## Extract provided
-*-

Underneath my yellow skin

New year, new me, who dis? 2026, part three

Before my medical crisis, I had a good routine. I got up whenever and did my Taiji regime (as I fondly called it). That took an hour to an hour and fifteen minutes. Then, I had my coffee as I slowly browsed the ‘net. Once I was done with that, it was time to write a blog post. After that (which took a couple of hours), I would do my work during the afternoon, and then write for a few hours at night. I had Taiji class three times a week and a private lesson every other week. That was my life, and I was comfortable with it.

Then, medical crisis and a disruption to my life at the end of 2021. And while I still do my Taiji/Bagua routine, everything else has gone sideways. I still write a post a day, but it varies wildly when I actually get it done.

I do start out with my Taiji/Bagua routine, which takes roughly two hours. That’s because I dawdle here and there, though. The routine itself is probably about an hour and a half. Lately, I’ve been scrolling in between (and while) doing, which makes it stretch out.

I want to get back to having a schedule so I don’t feel adrift. And because it’s too easy for me to shrug off the nighttime writing without it. It used to be that I did all that on my laptop. Now, I only do the fiction writing on my laptop and the rest on my desktop. Since I’m spending most of my time on my desktop, it’s too easy to just not go to my laptop until it’s time to sleep.

I need to do whatever it takes to get back to writing. I miss it. I have said that it’s a fair trade to give it up for being alive, but I don’t see why I can’t have both.

I do think that my brain is different since then. That’s not bad or good–it just is.

When  I talked to K the night before last, we were discussing life in general and this stage of life in specific. She was saying that she was starting to think about what she really wanted to do next. She urged me to do the same, and while I got what she was saying, I had a hard time envisioning what I wanted.

I have not ever had a dream or a vision or a plan for my life. I never had a five-year plan or anything grandiose like that. Basically, I was just trying to make it from one day to the next, and I don’t really have a bigger picture plan.

She’s not wrong, though. It is about time for me to take a stepp back and soften my gaze so I can see the world (and my life) more broadly.

-*-

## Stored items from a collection
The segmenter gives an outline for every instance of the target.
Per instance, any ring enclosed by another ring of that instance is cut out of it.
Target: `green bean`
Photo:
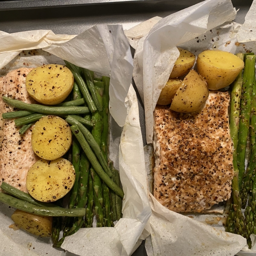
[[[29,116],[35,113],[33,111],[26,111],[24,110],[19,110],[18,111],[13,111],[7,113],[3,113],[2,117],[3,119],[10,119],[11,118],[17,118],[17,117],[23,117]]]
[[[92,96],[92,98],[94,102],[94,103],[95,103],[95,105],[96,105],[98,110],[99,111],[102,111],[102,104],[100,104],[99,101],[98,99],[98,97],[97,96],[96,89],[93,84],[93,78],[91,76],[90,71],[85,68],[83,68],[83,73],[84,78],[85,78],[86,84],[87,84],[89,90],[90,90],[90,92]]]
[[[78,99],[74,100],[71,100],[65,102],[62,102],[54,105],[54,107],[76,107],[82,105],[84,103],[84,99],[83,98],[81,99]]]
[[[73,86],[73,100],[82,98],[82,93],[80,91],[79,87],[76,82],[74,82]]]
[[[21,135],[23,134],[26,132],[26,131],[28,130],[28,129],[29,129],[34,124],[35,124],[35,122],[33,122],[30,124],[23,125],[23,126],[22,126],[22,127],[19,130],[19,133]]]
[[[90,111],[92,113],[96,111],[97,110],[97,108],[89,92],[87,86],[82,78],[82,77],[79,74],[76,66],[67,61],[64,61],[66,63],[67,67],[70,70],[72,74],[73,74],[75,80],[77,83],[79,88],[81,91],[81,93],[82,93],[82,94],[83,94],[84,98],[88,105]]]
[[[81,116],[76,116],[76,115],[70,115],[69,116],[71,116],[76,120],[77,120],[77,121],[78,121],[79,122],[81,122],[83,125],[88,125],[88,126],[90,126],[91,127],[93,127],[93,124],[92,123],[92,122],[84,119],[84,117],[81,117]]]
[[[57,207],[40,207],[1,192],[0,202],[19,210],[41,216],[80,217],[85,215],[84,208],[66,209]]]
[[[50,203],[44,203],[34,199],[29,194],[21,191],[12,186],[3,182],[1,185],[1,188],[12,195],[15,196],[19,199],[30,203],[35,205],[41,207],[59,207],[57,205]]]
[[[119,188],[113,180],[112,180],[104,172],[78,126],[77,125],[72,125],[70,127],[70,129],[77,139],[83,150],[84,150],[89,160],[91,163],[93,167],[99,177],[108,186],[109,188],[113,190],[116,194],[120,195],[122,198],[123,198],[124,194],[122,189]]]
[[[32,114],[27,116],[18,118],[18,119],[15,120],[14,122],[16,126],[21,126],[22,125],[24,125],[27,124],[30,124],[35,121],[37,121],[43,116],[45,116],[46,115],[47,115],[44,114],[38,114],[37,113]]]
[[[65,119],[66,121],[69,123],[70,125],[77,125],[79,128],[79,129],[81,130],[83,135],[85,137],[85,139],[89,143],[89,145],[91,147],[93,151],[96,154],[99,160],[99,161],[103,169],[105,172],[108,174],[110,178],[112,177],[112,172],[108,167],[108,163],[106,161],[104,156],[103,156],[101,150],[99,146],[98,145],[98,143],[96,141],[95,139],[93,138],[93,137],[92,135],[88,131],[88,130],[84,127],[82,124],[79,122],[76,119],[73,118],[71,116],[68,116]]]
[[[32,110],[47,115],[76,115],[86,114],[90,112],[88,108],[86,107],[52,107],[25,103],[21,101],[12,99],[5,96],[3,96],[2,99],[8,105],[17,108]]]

-*-

## What the exercise asks
Reproduce the part of the blog post about daily routine and writing that opens with the words "Then, medical crisis" and closes with "get it done.".

## Final answer
Then, medical crisis and a disruption to my life at the end of 2021. And while I still do my Taiji/Bagua routine, everything else has gone sideways. I still write a post a day, but it varies wildly when I actually get it done.